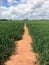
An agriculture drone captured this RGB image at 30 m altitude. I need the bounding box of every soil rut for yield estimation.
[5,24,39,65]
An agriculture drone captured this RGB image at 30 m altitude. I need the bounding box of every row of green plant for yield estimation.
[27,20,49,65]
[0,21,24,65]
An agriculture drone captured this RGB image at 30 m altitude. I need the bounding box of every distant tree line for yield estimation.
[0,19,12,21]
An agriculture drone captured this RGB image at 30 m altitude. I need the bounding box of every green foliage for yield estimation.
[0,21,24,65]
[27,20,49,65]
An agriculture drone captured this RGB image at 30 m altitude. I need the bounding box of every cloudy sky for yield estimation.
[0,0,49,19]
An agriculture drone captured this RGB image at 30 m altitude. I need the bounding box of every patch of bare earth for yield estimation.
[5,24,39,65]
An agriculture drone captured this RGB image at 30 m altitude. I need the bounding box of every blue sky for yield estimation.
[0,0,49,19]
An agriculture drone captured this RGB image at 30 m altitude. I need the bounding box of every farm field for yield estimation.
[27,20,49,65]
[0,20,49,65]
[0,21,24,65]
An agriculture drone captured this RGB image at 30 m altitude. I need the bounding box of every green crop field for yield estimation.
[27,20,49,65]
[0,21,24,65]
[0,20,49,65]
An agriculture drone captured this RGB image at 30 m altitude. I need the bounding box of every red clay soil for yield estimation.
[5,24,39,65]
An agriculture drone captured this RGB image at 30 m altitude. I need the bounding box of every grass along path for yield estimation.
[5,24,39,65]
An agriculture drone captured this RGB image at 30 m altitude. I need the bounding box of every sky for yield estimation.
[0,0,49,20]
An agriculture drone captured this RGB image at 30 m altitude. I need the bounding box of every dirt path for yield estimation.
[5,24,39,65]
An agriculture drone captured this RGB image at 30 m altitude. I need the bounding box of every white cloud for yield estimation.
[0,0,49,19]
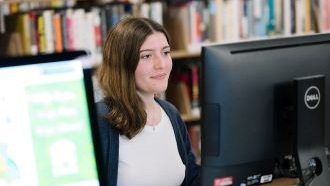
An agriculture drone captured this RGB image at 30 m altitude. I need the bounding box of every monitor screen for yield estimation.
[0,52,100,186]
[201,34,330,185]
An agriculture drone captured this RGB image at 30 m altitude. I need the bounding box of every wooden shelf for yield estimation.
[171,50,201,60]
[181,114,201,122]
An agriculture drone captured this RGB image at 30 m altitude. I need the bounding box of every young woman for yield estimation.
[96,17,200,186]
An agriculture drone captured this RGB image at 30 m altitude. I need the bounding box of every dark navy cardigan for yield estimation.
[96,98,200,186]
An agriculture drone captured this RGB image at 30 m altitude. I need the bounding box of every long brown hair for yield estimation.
---
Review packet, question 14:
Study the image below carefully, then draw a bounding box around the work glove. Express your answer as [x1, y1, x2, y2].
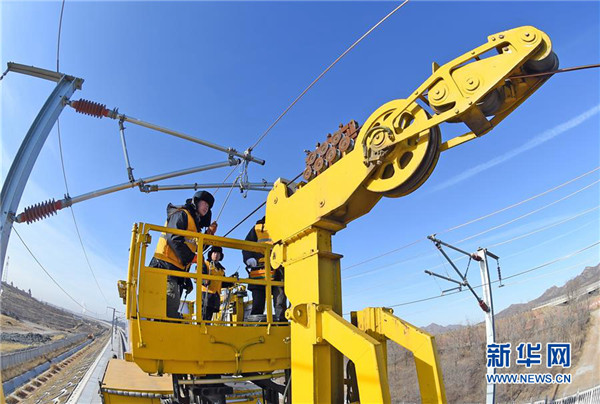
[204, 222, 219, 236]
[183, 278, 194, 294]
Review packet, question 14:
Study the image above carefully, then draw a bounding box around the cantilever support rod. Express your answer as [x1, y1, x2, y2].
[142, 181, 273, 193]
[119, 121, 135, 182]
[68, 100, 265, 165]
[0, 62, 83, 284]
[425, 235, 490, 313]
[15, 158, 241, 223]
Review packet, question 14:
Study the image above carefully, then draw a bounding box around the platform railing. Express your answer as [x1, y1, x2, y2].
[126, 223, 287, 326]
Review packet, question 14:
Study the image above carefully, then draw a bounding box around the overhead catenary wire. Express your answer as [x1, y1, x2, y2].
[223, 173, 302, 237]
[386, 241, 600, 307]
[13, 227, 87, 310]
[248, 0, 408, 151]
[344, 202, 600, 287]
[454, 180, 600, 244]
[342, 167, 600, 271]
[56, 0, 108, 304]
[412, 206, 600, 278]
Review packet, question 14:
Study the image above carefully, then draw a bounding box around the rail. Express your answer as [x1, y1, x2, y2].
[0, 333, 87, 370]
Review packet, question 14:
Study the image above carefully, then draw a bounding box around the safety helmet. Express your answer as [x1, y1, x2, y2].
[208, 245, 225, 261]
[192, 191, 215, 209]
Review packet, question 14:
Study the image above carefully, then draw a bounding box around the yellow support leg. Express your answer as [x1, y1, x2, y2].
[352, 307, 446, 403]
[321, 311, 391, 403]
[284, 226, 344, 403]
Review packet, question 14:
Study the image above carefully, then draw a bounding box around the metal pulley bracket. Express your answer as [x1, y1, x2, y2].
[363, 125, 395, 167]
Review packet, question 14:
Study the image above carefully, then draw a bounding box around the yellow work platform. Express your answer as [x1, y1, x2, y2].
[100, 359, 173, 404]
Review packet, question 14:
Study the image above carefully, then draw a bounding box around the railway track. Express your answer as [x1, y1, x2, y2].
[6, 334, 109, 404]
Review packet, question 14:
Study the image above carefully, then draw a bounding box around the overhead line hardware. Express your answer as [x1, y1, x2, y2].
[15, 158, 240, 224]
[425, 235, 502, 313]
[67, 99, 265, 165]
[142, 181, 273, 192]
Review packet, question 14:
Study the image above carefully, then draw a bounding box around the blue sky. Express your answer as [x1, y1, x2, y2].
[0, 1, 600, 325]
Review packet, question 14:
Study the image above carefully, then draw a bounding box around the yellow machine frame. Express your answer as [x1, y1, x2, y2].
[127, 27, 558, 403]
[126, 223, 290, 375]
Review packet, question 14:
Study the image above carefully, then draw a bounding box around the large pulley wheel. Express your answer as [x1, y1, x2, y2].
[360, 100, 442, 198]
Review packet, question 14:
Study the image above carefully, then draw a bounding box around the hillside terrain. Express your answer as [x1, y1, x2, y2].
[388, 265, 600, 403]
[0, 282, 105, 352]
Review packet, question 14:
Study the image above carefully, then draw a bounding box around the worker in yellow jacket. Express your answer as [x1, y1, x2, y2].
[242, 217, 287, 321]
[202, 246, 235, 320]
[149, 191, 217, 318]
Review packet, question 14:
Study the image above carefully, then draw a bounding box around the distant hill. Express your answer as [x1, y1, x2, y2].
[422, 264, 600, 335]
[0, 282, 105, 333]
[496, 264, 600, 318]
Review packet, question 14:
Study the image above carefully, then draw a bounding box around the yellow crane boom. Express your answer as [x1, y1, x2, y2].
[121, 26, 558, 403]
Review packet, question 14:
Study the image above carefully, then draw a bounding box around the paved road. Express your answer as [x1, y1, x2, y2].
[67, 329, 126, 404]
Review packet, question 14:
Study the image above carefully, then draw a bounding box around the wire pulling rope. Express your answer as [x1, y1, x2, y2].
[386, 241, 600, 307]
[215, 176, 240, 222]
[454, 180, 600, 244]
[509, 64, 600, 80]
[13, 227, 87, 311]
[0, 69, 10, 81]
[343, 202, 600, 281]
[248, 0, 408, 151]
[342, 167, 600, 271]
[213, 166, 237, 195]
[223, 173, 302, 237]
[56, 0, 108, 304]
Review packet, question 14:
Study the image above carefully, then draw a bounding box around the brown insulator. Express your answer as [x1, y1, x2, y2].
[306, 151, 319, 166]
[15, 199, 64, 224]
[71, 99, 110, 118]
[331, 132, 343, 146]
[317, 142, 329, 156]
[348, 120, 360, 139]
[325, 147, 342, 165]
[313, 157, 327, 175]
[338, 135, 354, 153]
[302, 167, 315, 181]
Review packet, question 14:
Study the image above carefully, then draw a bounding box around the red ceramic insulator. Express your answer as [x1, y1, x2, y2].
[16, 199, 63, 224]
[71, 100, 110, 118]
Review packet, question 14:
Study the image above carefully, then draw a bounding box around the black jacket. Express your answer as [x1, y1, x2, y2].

Problem to work on: Swap "agriculture drone" for "survey drone" in the data from the line with "crop field for yield estimation." to the line with "hair for yield estimation.", and give only those lines with everything else unchanged. Leave the pictures out.

Written answer:
An survey drone captured this RGB image at 30 m altitude. I need the bounding box of every green crop field for yield estimation.
[27,20,49,65]
[0,21,24,65]
[0,20,49,65]
An survey drone captured this RGB image at 30 m altitude. I need the bounding box of every red clay soil for yield estimation.
[5,24,39,65]
An survey drone captured this RGB image at 30 m altitude. I need the bounding box of every grass along path for yield estimation.
[5,24,39,65]
An survey drone captured this RGB image at 30 m altitude. I need the bounding box of every sky for yield estimation.
[0,0,49,20]
An survey drone captured this RGB image at 30 m altitude. I need the bounding box of every dirt path for yield estimation.
[5,24,39,65]
An survey drone captured this RGB image at 30 m altitude. I need the bounding box of every white cloud for yield estimation.
[0,0,49,19]
An survey drone captured this RGB image at 30 m altitude. I need the bounding box of every monitor screen for yield estimation.
[0,52,100,186]
[201,34,330,185]
An survey drone captured this RGB image at 30 m altitude. I need the bounding box of every wooden shelf for yield estimation.
[171,50,201,60]
[181,114,201,122]
An survey drone captured this RGB image at 30 m altitude. I need the bounding box of every young woman for yield estimation.
[96,17,200,186]
An survey drone captured this RGB image at 30 m altitude. I need the bounding box of every dark navy cardigan for yield estimation.
[96,98,200,186]
An survey drone captured this RGB image at 30 m altitude. I need the bounding box of every long brown hair for yield estimation.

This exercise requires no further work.